» **REQUIRED TASK**:
Skip every image and restate the data word for word.

Object pointing dataset rows:
--------------------

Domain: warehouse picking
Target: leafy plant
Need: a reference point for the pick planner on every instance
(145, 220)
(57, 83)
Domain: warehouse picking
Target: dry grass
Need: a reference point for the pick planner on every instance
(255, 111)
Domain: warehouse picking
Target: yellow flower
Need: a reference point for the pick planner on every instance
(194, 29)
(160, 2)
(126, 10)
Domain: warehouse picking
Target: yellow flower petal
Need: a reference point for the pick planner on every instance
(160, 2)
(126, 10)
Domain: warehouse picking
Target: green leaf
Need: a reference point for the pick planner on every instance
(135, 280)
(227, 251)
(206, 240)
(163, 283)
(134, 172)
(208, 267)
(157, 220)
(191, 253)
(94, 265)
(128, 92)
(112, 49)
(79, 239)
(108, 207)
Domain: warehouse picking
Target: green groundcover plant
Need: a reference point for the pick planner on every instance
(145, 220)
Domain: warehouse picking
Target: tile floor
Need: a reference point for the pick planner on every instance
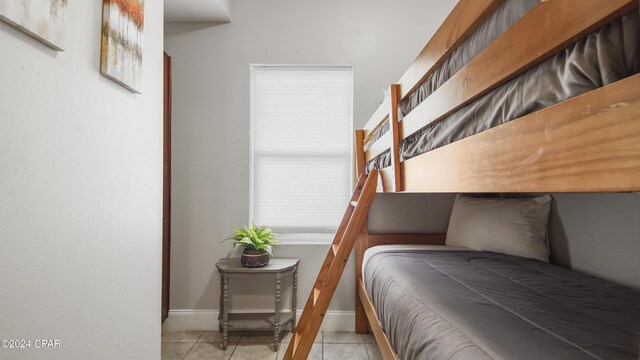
(201, 345)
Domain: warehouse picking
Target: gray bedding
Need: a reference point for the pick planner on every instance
(479, 305)
(605, 56)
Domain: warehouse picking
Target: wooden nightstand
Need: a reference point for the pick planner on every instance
(230, 322)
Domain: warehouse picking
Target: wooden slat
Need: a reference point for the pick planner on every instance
(383, 342)
(381, 145)
(405, 238)
(590, 143)
(547, 28)
(360, 159)
(385, 182)
(461, 22)
(322, 274)
(396, 136)
(377, 119)
(311, 321)
(362, 244)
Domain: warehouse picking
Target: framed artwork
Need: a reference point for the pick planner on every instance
(122, 35)
(45, 20)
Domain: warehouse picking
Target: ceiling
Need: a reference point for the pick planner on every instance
(196, 11)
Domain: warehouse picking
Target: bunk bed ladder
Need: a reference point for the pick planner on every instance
(332, 268)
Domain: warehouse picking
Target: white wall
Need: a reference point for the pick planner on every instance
(598, 234)
(80, 195)
(211, 116)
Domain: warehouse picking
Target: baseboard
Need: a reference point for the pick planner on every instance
(191, 319)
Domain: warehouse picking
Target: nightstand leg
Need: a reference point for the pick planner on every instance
(276, 320)
(225, 311)
(294, 299)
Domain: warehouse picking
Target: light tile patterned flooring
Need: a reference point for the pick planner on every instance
(201, 345)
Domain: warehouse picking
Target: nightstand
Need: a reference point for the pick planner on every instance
(238, 322)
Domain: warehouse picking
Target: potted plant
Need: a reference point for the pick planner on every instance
(258, 244)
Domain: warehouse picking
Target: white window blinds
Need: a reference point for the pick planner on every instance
(301, 148)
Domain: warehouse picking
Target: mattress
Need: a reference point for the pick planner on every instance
(604, 57)
(480, 305)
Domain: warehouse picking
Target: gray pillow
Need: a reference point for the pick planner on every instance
(509, 226)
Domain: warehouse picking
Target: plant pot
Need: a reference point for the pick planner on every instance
(254, 258)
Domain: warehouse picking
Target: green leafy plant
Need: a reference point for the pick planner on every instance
(254, 238)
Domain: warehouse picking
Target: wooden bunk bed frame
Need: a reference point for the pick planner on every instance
(590, 143)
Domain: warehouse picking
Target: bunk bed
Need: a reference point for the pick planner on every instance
(520, 96)
(507, 97)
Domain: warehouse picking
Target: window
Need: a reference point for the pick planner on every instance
(301, 131)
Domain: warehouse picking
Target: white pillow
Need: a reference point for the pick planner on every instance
(509, 226)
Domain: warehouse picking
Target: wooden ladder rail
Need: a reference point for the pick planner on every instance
(332, 268)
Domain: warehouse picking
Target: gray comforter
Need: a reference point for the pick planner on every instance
(604, 57)
(479, 305)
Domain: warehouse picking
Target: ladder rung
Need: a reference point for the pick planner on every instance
(316, 295)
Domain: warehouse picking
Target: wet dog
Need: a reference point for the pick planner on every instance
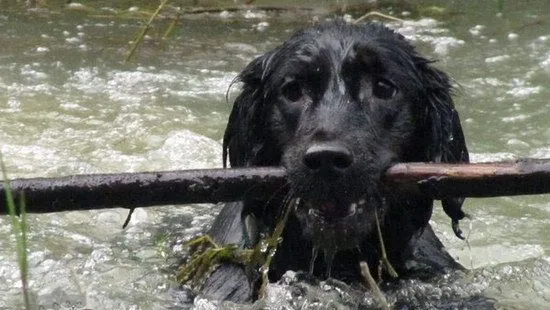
(336, 105)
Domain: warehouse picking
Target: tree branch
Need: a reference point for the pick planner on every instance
(132, 190)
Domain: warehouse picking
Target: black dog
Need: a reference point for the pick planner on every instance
(336, 105)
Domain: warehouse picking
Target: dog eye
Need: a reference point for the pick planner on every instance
(383, 89)
(292, 91)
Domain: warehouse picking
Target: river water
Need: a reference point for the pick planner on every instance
(70, 105)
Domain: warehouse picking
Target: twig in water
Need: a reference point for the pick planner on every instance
(378, 294)
(144, 30)
(389, 268)
(19, 229)
(377, 14)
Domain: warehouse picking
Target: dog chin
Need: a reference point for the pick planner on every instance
(336, 226)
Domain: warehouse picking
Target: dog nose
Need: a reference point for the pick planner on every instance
(326, 156)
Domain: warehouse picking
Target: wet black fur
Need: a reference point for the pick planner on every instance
(365, 88)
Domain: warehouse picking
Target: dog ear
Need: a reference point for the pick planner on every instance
(447, 143)
(246, 137)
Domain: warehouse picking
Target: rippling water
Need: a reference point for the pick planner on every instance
(70, 105)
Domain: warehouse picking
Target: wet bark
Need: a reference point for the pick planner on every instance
(132, 190)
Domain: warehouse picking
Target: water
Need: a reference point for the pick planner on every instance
(70, 105)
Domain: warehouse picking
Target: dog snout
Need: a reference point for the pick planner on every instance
(328, 157)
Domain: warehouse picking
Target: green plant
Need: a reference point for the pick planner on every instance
(19, 230)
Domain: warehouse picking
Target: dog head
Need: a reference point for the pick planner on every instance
(336, 105)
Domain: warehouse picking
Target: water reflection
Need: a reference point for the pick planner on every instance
(70, 105)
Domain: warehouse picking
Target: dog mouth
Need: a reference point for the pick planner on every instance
(329, 212)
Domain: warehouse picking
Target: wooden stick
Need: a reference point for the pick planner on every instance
(132, 190)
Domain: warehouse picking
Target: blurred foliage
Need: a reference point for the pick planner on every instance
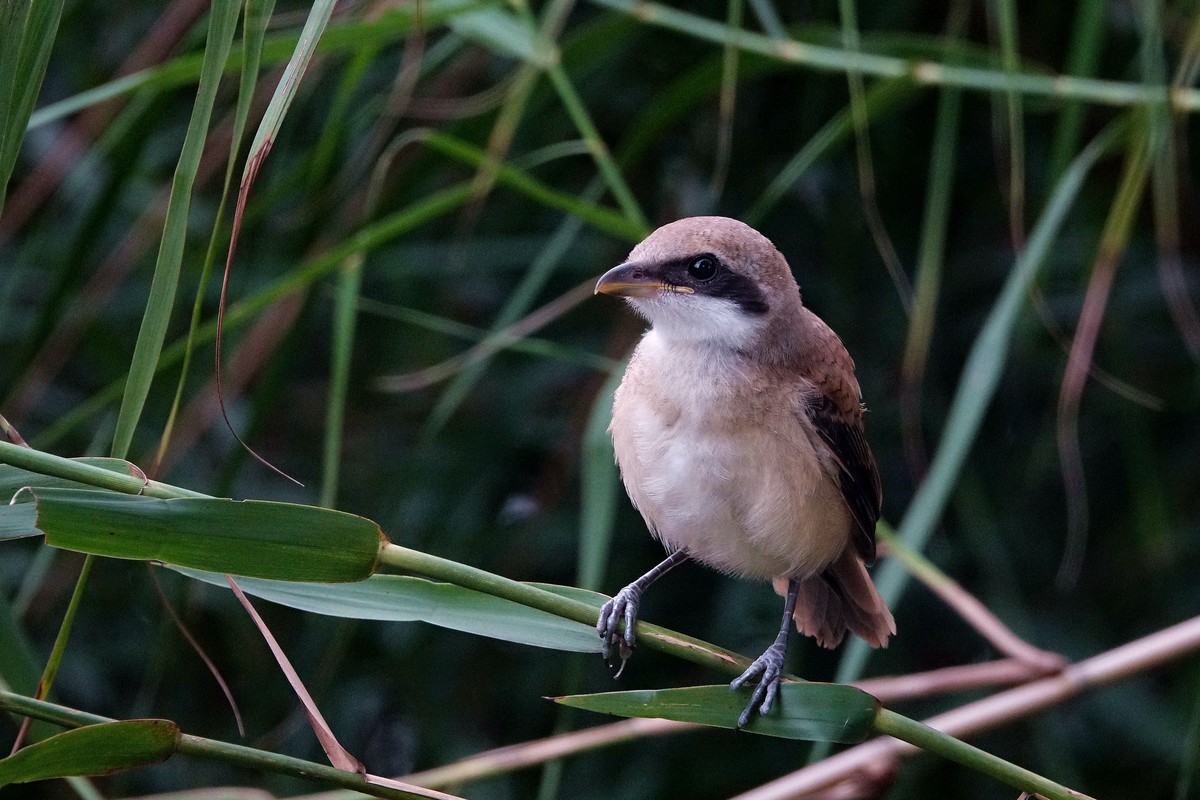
(486, 469)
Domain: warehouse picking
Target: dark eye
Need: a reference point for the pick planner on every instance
(702, 268)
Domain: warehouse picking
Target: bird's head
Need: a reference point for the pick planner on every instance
(706, 278)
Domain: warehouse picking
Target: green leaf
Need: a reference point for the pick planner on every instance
(222, 23)
(93, 750)
(403, 599)
(13, 479)
(18, 518)
(501, 31)
(27, 37)
(811, 711)
(251, 537)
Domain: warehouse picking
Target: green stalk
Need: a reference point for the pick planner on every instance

--------------------

» **ANSWER IN FULL**:
Domain: warehouse picking
Target: leafy plant
Need: a reference point for the pick planner on every instance
(145, 220)
(57, 83)
Domain: warehouse picking
Target: dry grass
Need: a reference point for the pick planner on every instance
(255, 111)
Domain: warehouse picking
Target: yellow flower
Need: a reference point for the pick planner on every instance
(194, 29)
(160, 2)
(126, 10)
Domain: warehouse picking
Target: yellow flower petal
Need: a reference point for the pick planner on every instance
(160, 2)
(126, 10)
Domain: warehouse picking
Target: green leaf
Need: a reference point for the pick planner on every instance
(135, 280)
(227, 251)
(206, 240)
(163, 283)
(134, 172)
(208, 267)
(157, 220)
(191, 253)
(94, 265)
(128, 92)
(112, 49)
(79, 239)
(108, 207)
Domain: warehouse picking
Target: green groundcover plant
Need: a reference point for the pick planner on every instance
(145, 220)
Domain: warehouse picking
Target: tile floor
Need: a reference point for the pick planner on every instance
(201, 345)
Domain: warehouse picking
Target: gray bedding
Need: a reference point for the pick planner on every instance
(479, 305)
(605, 56)
Domain: warehouse picking
Target: wooden nightstand
Need: a reference point for the pick planner on every instance
(230, 322)
Domain: warehouse picking
Target: wooden slat
Need: a reference point for the pick planner on every instance
(383, 342)
(381, 145)
(405, 238)
(590, 143)
(547, 28)
(360, 159)
(385, 182)
(461, 22)
(322, 274)
(396, 136)
(377, 119)
(311, 321)
(362, 244)
Domain: warehouse picking
Target: framed artwork
Need: a reference point for the pick planner on every instance
(122, 35)
(45, 20)
Domain: warehouse picking
Target: ceiling
Need: a reference point for the pick planner on every instance
(196, 11)
Domain: warehouse picking
Target: bunk bed ladder
Need: a reference point for the pick planner on every instance
(332, 268)
Domain: warehouse picking
Target: white wall
Need: a reference point for the pick planner on every instance
(598, 234)
(80, 195)
(211, 116)
Domain: warehouse picking
Target: baseboard
Need: a reference point for the pick planner on every instance
(191, 319)
Domain: warehouse picking
Target: nightstand leg
Need: a reference point for the pick planner on every instance
(276, 320)
(225, 311)
(294, 299)
Domain: warehouse picking
Target: light tile patterned flooring
Need: a reference point for the pick planner on every instance
(201, 345)
Domain: warehouse picking
Target: nightstand
Need: a reference point for the pick planner on every instance
(238, 322)
Domain: warehouse picking
Target: potted plant
Need: a reference point for the pick planner on every instance
(258, 244)
Domain: warehouse picking
Target: white window blinds
Need: a reference point for the pick planner on every instance
(301, 148)
Domain: warehouse picking
Target: mattress
Need: a reference point for the pick planner on every instance
(604, 57)
(480, 305)
Domain: warehouse picking
Target: gray pillow
Need: a reference point for the pick planner on every instance
(509, 226)
Domain: warehouse picking
Target: plant pot
Need: a reference point for the pick planner on every instance
(254, 258)
Domain: warehouse picking
Target: green leafy plant
Need: a reference point for the pick planner on every instance
(254, 238)
Domain: warehouse picking
Target: wooden bunk bed frame
Need: a reference point for the pick planner on every instance
(590, 143)
Domain: warehouse picking
Target: bunk bed
Need: a reference point for the pick planner on every instance
(520, 96)
(507, 97)
Domain: warehouse picking
Target: window
Need: a reference point for the pick planner on every instance
(301, 131)
Domain: warehouse picking
Target: white pillow
Need: a reference point for the pick planner on every instance
(509, 226)
Domain: warehouse picking
Target: wooden ladder rail
Need: a reference point for the pick planner on every instance
(332, 268)
Domain: warehouse picking
Target: gray comforter
Need: a reference point for the pick planner on every instance
(604, 57)
(479, 305)
Domain: warehouse picking
Target: ladder rung
Need: a reference point for the pick planner on every instance
(316, 295)
Domain: warehouse picking
Target: wet dog
Need: a reference point for the pick planner on every instance
(336, 105)
Domain: warehouse picking
Target: tree branch
Need: a reference point for the pick planner on every instance
(132, 190)
Domain: warehouse picking
Target: black dog
Need: a reference point for the pick planner on every instance
(336, 105)
Domain: warehouse picking
Target: dog eye
Need: a reference point for the pick planner on every instance
(383, 89)
(292, 91)
Domain: warehouse picking
Target: river water
Need: a reference point for the pick planner on every instance
(70, 105)
Domain: warehouse picking
Target: twig in water
Need: a reference point for the pick planner on every instance
(378, 294)
(144, 30)
(389, 268)
(19, 229)
(377, 14)
Domain: warehouse picking
Target: dog chin
Need: a reference point for the pick planner on every instance
(336, 226)
Domain: warehouse picking
Target: dog nose
Need: a reference point for the pick planner on every instance
(326, 156)
Domain: warehouse picking
Target: wet black fur
Need: a reference point for the pick planner on every instance
(365, 88)
Domain: warehouse picking
Target: dog ear
Need: a reference point for the pick planner on every instance
(447, 143)
(246, 137)
Domain: warehouse picking
Target: rippling water
Need: a reference point for the pick planner on every instance
(70, 105)
Domain: warehouse picking
Target: wet bark
Need: a reference point for the pick planner on every instance
(132, 190)
Domain: warehouse picking
Target: water
Need: a reference point for the pick planner on every instance
(70, 105)
Domain: warehouse picking
Target: dog snout
Need: a reference point for the pick planner on every instance
(328, 157)
Domain: warehouse picking
Target: green plant
Need: a reference point for the pick planner on every instance
(19, 230)
Domain: warehouse picking
Target: dog head
Need: a reference point for the pick planner on every instance
(336, 105)
Domain: warehouse picking
Target: water reflection
Need: a reference point for the pick planner on every instance
(70, 105)
Domain: warehouse picking
Target: dog mouth
Need: a reference point for the pick planner on every instance
(329, 212)
Domain: warehouse picking
Target: wooden stick
Need: a reference point for the pick planner on every instance
(132, 190)
Domain: warehouse picking
Target: blurred foliage
Need: a reference point for the pick planner on every instance
(486, 469)
Domain: warehouse picking
Target: dark eye
Need: a reference point for the pick planner on every instance
(702, 268)
Domain: warehouse picking
Target: bird's head
Need: a reference point for the pick planner on every instance
(706, 278)
Domain: warehouse picking
Target: green leaf
Need: a reference point for the pick planner on every instance
(222, 23)
(93, 750)
(403, 599)
(13, 479)
(18, 518)
(501, 31)
(27, 37)
(811, 711)
(251, 537)
Domain: warehouse picking
Target: green stalk
Need: a reference point for the pick planner on every instance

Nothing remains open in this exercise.